TEXTAUSZUG:
Nun ist die Karikatur an sich nicht antisemitisch. Sie stammt aus der Feder des Zeichners Ernst Kahl und wurde ursprünglich für ein Gourmet-Magazin konzipiert. Auch die Rezension an sich ist nichts, was man so oder in ähnlicher Form nicht schon insbesondere von den besorgten Münchner Israel-Freunden kennen würde. Doch wie so oft im Leben macht es eben auch hier die Mischung. Wir lesen von einem Israel, in dem Juden nicht nur ihre Macht missbrauchen, sondern das aufgrund all seiner Schandtaten („Drohungen gegen den Iran“, Expansion etc.) der deutschen Solidarität eigentlich nicht würdig sei. Passend dazu sehen wir ein Israel in Gestalt eines gierigen, dämonisch anmutenden Monsters und erfahren, dass Deutschland unter der Knute dieses „Molochs“ stehe.

Der verständige „SZ“-Leser kann daraus freilich nur eines schließen: Der jüdische Staat, dieses Monstrum, hält die armen Deutschen fest am Gängelband, saugt sie aus und stürzt sie so ins Verderben. Deutsche, wehrt euch! Das uralte Ressentiment gegenüber den Juden, die den Rest der Welt gängeln, wurde überdeutlich auf Israel umgemünzt.

Doch keine Sorge, alles nur ein „Missverständnis“, wie die „SZ“ kurz darauf betonte. Denn was antisemitisch ist, entscheiden schließlich die Macher der „SZ“ – und wären da nicht all die Nervensägen, die das anders sehen, hätte man schon längst wie gewohnt und völlig entspannt „um die Demokratie in Israel fürchten“ können. Zudem seien es ja gar nicht die „SZ“-Verantwortlichen, sondern „die Feinde Israels“, die den jüdischen Staat so sehen, wie es die Karikatur suggeriert. Ein scharfsinniges Argument. So gesehen wäre auch der „Stürmer“ kein antisemitisches Machwerk gewesen, denn letztlich zeigte er ja nur, wie Judenhasser die Juden wahrnehmen.

Am Ende des Tages ist ein solcher Vorgang allerdings wenig überraschend. Vielmehr ist er die Kür einer Jahrzehnte andauernden Vorstellung, die tagein, tagaus in deutschen Medien aufgeführt wird. Mal sind es die klassischen „Israel attackiert Gaza“-Zeilen, mal Personen wie Jakob Augstein und Günter Grass, die die krankhafte Israel-Obsession nicht nur nähren, sondern salonfähig machen. Auch den „SZ“-Machern ging es hier offenkundig nicht um sachliche Kritik, denn die wäre auch ohne Bilder möglich gewesen. Nein, das gesamte „SZ“-Menü transportiert nur eines, nämlich das unterschwellige Gefühl, ein Opfer der raffgierigen Juden zu sein. Ein Gefühl übrigens, das sich daneben gut verkauft, Kunden bindet und durch Bilder erheblich verstärkt wird.

DATEN ZUR PRÜFUNG:
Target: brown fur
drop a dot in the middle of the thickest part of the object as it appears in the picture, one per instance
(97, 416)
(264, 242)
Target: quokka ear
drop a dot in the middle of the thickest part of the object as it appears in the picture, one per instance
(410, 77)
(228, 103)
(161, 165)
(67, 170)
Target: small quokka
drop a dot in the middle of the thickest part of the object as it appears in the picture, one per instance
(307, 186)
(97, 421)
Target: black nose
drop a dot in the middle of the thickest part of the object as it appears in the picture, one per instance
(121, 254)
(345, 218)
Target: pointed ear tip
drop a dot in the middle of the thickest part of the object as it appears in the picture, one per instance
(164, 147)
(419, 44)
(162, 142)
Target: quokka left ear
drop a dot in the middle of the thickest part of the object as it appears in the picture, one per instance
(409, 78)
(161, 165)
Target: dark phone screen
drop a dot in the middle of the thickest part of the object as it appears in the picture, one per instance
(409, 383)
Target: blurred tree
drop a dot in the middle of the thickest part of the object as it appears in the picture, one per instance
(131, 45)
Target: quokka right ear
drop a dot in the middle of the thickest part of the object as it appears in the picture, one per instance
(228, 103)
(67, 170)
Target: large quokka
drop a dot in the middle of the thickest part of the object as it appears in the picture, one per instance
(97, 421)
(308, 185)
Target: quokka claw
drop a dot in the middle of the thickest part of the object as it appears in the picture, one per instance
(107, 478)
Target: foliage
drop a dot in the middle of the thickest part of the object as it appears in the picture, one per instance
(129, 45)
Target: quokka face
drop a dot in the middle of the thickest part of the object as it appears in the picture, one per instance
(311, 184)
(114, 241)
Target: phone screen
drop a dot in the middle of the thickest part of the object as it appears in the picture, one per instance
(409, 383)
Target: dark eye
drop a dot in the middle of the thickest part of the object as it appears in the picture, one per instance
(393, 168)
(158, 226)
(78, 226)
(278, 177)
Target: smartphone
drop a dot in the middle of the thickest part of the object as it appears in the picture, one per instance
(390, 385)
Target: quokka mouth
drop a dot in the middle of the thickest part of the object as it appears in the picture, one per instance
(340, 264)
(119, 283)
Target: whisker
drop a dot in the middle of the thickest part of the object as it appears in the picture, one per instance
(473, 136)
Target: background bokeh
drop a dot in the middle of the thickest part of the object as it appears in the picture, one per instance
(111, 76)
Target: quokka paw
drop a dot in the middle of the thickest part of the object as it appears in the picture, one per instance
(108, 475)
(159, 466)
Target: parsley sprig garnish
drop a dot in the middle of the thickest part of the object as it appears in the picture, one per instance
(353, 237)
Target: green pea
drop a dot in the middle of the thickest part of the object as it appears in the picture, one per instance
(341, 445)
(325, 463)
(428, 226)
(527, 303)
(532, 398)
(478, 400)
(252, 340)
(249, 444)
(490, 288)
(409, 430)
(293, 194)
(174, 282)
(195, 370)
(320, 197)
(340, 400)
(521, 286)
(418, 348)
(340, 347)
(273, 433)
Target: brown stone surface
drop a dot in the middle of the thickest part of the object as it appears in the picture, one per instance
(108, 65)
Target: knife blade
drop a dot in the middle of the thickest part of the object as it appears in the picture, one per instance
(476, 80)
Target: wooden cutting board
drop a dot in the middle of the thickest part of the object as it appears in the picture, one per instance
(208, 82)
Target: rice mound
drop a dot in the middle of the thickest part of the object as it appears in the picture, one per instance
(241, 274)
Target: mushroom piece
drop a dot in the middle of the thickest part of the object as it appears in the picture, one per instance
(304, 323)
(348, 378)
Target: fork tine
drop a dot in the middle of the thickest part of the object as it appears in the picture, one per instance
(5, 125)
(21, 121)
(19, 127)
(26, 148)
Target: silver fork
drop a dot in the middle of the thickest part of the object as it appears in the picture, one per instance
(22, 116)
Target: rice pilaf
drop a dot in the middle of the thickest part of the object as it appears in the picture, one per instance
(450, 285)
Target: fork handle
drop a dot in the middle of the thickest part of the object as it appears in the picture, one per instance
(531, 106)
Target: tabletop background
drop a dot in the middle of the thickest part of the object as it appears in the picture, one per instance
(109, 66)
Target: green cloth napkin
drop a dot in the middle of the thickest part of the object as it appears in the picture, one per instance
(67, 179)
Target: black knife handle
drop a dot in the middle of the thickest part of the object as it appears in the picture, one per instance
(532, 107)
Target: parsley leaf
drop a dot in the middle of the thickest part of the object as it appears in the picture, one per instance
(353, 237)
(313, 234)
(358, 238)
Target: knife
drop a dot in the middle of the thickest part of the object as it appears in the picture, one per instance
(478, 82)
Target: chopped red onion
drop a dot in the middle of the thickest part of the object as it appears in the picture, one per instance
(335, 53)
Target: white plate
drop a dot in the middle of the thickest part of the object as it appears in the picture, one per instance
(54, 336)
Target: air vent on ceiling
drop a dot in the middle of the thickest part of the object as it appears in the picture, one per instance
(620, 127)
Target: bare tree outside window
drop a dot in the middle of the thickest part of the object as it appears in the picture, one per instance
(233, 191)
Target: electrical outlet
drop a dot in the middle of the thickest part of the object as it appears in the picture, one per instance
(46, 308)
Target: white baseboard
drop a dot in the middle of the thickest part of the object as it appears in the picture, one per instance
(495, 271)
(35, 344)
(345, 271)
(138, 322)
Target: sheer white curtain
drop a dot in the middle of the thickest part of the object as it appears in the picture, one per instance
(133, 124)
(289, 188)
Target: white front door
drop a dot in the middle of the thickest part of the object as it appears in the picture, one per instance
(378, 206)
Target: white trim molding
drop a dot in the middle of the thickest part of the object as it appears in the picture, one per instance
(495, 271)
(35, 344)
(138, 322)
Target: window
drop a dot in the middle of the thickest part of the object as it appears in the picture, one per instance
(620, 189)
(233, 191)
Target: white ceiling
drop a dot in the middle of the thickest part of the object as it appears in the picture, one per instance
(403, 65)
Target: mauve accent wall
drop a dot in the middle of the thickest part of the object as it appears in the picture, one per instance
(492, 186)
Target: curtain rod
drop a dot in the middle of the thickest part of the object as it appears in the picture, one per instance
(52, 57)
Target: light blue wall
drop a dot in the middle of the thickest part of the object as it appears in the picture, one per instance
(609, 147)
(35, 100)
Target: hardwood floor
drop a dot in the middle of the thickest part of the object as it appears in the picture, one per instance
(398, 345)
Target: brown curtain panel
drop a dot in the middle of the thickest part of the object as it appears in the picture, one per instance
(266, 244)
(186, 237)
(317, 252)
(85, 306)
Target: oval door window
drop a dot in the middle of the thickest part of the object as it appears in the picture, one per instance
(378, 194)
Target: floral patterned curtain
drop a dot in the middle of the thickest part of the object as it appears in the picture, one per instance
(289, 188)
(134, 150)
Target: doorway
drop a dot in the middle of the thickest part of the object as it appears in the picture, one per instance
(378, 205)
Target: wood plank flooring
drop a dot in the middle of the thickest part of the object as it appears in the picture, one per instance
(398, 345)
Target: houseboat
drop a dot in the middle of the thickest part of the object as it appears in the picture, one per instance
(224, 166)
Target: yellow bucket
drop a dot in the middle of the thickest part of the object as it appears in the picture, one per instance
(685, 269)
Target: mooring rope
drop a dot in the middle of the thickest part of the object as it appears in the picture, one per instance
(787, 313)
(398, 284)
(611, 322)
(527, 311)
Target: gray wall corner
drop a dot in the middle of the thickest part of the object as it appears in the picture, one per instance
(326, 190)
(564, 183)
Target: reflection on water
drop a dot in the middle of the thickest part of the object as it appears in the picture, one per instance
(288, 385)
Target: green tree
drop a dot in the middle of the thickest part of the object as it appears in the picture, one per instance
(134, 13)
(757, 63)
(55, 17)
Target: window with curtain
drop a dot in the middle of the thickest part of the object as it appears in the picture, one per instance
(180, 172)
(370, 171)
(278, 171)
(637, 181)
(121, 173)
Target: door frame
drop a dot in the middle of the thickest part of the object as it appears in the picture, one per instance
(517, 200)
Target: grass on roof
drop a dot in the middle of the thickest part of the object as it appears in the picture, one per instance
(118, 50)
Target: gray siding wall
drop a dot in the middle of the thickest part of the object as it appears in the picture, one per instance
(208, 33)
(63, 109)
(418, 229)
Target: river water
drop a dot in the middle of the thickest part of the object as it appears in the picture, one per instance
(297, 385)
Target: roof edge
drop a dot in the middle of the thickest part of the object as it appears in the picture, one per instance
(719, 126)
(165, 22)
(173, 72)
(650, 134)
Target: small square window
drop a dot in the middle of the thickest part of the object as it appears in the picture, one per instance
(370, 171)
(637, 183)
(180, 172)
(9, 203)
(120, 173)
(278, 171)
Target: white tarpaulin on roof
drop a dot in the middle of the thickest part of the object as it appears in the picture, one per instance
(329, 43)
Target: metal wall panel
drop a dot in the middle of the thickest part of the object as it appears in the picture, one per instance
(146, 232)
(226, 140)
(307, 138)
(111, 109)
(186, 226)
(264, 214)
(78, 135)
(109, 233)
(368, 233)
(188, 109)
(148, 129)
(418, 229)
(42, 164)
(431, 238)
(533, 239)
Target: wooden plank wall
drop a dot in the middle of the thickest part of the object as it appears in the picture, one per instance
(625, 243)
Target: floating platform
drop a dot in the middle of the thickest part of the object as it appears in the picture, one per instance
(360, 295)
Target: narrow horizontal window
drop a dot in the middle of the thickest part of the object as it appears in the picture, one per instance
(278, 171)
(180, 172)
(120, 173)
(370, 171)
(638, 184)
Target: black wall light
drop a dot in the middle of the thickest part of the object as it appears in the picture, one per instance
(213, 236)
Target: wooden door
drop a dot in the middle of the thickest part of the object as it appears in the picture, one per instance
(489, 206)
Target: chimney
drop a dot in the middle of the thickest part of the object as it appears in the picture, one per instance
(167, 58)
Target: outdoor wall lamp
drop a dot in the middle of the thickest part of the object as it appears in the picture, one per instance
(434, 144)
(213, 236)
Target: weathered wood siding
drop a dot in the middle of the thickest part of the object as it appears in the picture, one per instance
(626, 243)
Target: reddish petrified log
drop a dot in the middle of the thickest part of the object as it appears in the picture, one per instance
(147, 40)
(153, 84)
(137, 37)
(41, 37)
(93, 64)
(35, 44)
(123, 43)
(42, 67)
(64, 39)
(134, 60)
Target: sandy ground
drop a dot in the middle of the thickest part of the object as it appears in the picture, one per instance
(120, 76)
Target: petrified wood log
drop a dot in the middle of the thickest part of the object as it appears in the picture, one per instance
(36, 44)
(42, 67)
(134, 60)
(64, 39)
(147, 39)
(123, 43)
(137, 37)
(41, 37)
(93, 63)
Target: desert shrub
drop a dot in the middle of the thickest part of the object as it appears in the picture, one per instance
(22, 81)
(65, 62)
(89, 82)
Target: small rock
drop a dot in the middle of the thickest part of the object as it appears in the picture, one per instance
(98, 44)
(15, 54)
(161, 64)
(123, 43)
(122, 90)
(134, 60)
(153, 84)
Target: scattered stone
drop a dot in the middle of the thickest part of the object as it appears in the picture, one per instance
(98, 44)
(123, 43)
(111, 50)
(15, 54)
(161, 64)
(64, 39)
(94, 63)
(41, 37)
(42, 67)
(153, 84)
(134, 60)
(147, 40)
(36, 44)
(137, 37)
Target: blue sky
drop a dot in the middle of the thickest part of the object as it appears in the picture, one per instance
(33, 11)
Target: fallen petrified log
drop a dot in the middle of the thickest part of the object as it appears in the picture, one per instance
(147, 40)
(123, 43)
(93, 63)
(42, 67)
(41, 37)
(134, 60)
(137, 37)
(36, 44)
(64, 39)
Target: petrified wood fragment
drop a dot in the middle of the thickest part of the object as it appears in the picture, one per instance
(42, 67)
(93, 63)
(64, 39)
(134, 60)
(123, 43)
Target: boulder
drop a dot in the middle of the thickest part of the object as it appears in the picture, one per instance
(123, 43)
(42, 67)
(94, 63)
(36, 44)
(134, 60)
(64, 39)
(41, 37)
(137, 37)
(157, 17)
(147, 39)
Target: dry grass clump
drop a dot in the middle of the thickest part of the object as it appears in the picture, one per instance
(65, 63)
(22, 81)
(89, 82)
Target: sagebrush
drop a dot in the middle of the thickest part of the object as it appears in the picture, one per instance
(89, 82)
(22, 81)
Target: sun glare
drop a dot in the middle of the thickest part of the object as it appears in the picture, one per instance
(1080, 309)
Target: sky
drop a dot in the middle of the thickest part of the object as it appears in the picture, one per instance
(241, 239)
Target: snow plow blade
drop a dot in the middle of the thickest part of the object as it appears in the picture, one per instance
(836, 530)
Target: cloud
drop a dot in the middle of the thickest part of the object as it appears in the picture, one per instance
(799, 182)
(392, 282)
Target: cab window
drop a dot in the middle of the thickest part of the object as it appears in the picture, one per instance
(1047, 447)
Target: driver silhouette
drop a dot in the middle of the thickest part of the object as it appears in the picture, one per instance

DEINE AUFGABE:
Nenne alle Personen, die im Textauszug über die Karikatur in der „SZ“ mit Namen vorkommen.

ERGEBNIS:
Ernst Kahl, Jakob Augstein, Günter Grass